# PROBLEM
Begin at the line below that contains "frame with a single marker.". Repeat it and all remaining lines of the records exactly.
•••
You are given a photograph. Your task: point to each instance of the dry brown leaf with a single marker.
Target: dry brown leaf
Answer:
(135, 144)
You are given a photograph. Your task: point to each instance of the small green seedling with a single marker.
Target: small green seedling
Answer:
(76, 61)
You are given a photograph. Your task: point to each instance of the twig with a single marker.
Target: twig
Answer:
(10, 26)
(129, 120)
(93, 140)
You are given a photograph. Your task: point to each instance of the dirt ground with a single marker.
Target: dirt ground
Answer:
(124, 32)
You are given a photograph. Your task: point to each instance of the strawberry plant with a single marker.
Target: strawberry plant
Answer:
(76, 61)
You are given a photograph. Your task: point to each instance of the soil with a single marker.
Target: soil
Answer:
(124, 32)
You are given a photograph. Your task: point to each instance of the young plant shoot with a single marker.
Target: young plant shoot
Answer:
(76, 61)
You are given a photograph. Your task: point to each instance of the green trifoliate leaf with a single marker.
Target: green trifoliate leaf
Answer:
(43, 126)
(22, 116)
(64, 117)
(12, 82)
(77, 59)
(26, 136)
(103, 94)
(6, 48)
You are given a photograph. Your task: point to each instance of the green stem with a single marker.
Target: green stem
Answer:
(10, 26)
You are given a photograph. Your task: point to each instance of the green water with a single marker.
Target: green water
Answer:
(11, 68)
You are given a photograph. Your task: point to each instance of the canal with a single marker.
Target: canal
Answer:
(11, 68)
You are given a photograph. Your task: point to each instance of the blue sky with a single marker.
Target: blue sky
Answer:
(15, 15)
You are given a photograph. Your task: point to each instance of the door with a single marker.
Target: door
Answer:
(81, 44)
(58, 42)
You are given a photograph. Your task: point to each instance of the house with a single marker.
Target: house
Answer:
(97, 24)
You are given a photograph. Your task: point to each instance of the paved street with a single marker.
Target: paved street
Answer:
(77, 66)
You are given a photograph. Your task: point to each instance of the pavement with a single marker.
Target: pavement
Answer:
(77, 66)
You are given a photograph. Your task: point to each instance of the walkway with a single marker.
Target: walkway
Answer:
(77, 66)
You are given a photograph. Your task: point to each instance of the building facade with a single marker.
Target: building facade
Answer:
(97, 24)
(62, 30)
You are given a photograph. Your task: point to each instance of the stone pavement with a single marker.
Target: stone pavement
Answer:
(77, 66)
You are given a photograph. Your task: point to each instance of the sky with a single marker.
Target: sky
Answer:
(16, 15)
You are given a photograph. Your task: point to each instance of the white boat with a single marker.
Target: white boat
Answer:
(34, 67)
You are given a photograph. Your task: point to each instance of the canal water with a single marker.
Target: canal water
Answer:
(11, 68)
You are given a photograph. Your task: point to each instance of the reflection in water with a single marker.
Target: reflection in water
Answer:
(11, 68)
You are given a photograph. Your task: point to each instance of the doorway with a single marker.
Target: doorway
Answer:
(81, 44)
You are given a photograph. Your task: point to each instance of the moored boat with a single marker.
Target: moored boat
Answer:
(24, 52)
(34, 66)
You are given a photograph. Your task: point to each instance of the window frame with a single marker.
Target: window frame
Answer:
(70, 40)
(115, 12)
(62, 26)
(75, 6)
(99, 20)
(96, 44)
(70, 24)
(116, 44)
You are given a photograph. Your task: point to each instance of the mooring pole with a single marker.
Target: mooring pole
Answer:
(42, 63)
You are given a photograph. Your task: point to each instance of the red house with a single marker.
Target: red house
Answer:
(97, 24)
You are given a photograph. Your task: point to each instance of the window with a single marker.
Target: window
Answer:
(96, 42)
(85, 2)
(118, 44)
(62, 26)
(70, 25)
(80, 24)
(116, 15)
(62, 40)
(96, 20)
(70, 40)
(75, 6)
•••
# PROBLEM SOLUTION
You are given a photograph. Your task: point to each instance of the window frame with a single marker.
Target: window frame
Answer:
(70, 40)
(115, 12)
(62, 26)
(75, 6)
(99, 20)
(96, 44)
(70, 24)
(116, 44)
You are given a photograph. Your task: point to each instance of the mooring pole with a single marker.
Target: mooring pole
Answer:
(42, 63)
You are given a photograph. Your task: point to each instance of the red house with a single marker.
Target: red house
Answer:
(97, 24)
You are given a photograph. Your task: point to each instance of the window with a single marker.
Target: window
Answer:
(96, 42)
(85, 2)
(118, 44)
(62, 26)
(70, 25)
(80, 24)
(116, 15)
(62, 40)
(96, 20)
(70, 40)
(75, 6)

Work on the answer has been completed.